→ **GIVEN TASK**: Please copy the listing below word for word, keeping every line in its original order.

→ **DATA SUPPLIED**:
━━━━━━━━━━━━━━━━
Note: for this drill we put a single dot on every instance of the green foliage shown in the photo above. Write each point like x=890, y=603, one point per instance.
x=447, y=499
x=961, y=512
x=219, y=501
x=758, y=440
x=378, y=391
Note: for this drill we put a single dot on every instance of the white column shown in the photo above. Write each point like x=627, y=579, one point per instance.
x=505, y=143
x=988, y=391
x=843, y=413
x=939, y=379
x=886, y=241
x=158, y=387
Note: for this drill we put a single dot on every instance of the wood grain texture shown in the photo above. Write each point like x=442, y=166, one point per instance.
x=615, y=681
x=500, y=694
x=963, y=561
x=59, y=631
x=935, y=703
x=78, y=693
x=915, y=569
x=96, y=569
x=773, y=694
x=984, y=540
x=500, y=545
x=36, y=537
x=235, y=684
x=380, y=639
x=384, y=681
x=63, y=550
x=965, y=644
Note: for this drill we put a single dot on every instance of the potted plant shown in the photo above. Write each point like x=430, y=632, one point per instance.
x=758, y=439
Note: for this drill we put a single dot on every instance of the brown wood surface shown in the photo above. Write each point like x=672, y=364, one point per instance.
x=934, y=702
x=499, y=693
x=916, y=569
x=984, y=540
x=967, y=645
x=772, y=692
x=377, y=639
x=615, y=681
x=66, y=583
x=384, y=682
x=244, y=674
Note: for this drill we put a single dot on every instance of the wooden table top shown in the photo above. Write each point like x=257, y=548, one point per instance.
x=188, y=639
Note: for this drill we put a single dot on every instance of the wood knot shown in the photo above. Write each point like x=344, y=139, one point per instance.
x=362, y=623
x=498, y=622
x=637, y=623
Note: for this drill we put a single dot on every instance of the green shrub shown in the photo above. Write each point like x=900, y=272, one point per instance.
━━━━━━━━━━━━━━━━
→ **RESPONSE BELOW**:
Note: for this drill we put a single dot on every instance of the green foliage shown in the photo above. Write each point like x=890, y=603, one point per instance.
x=447, y=499
x=961, y=512
x=219, y=501
x=758, y=440
x=378, y=391
Note: for this drill we put a single dot on every instance of the white column shown in the photo above. Write each point like x=627, y=579, one point per instance.
x=505, y=143
x=988, y=391
x=843, y=413
x=939, y=379
x=886, y=241
x=158, y=387
Note: for this drill we put a single dot on every instance of the wood grain texture shown in the photo above. Write each point like x=442, y=166, one point per instance.
x=615, y=681
x=500, y=694
x=963, y=561
x=59, y=631
x=935, y=703
x=78, y=693
x=915, y=569
x=96, y=569
x=773, y=694
x=984, y=540
x=500, y=545
x=36, y=537
x=235, y=684
x=380, y=639
x=384, y=681
x=63, y=550
x=965, y=644
Note: for this drill we put a single dot on every instance of the potted plant shown in the photo above. Write each point like x=430, y=632, one point per instance.
x=758, y=439
Note: for this drill we put a single dot on every instance of the brown wood surface shown in the photo above. Write each point like x=672, y=364, one point per instance.
x=934, y=702
x=499, y=693
x=916, y=569
x=984, y=540
x=967, y=645
x=772, y=692
x=377, y=639
x=615, y=681
x=66, y=583
x=384, y=682
x=244, y=674
Note: for this drill we put a single dot on every instance of the wooden table top shown in the photo above. Write each point like x=257, y=548, one point per instance.
x=188, y=639
Note: for this drill we put a single dot on every instance of the wood knot shown in the photo above. Write each point like x=344, y=139, one point per instance.
x=362, y=623
x=498, y=622
x=637, y=623
Note: for this drill we put a single dot on every instance of the green shrub shown in the photo above. Write each point like x=900, y=272, one point per instance.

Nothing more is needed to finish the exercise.